■ **EXERCISE**: In the entries from the beginning through the line containing "[[298, 266], [446, 209]]", inclusive, swap "Drop one point per instance" for "Place a single point on each instance" and change nothing else. Return only those lines.
┌─ PROVIDED INFORMATION
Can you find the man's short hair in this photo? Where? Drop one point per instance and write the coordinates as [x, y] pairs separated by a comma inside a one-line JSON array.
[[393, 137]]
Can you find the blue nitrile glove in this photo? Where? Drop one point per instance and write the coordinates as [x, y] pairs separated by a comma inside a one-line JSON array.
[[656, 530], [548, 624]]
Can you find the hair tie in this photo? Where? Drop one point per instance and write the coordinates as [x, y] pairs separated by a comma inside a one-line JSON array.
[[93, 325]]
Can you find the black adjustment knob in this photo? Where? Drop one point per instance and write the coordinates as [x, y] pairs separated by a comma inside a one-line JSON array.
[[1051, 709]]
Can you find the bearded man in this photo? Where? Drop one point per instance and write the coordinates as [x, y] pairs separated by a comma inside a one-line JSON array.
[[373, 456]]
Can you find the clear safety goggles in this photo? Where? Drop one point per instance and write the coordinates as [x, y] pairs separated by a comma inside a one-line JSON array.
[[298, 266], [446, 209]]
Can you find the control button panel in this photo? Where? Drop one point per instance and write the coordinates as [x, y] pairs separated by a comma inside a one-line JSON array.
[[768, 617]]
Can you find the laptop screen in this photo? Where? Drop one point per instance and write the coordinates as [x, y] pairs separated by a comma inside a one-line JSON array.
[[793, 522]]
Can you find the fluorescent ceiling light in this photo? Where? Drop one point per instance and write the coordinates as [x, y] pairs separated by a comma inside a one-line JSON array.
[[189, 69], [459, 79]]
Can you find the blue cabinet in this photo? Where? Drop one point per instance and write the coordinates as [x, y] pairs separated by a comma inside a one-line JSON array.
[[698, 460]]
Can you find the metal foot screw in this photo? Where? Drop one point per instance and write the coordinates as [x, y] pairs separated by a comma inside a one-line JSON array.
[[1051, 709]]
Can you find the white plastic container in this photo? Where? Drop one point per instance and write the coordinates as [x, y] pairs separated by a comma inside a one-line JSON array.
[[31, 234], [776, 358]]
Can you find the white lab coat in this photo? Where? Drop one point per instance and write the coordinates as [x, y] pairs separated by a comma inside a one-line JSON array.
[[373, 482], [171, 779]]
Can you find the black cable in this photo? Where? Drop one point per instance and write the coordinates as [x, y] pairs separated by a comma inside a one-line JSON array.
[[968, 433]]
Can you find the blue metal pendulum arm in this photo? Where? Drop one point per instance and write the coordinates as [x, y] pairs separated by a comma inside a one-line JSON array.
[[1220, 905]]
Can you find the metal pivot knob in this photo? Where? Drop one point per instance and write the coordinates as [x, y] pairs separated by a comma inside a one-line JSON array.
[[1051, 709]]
└─
■ **OUTPUT BELOW**:
Can you find the man's short hair in this photo? Where? Place a single point on each instance and write the coordinates as [x, y] pairs separated by a comma inside a one-line JSON array.
[[393, 137]]
Can you find the blue nitrile glove in this photo? Where? Place a single point on each instance and write the coordinates as [x, y] pairs separated by a comma inside a one-line JSON array.
[[656, 530], [548, 624]]
Can you find the hair tie in this photo? Where? Place a single point on each instance and write the coordinates as [x, y] pairs separated by a comma inside a one-line JSON array.
[[93, 325]]
Can you find the black adjustment knob in this photo? Where? Place a single point on each instance and write the coordinates as [x, y] pairs separated by a comma inside a one-line JSON array.
[[1051, 709]]
Can you find the bearded man in this photo? Where? Place a single point on each instance and write the coordinates as [x, y] pairs separated by a comma inside a one-line JSON array.
[[373, 456]]
Can you find the clear safety goggles in this photo? Where? Place a single point on each instance and write the coordinates as [x, y] pairs separated by a comma inside a one-line JSON array.
[[298, 266], [446, 209]]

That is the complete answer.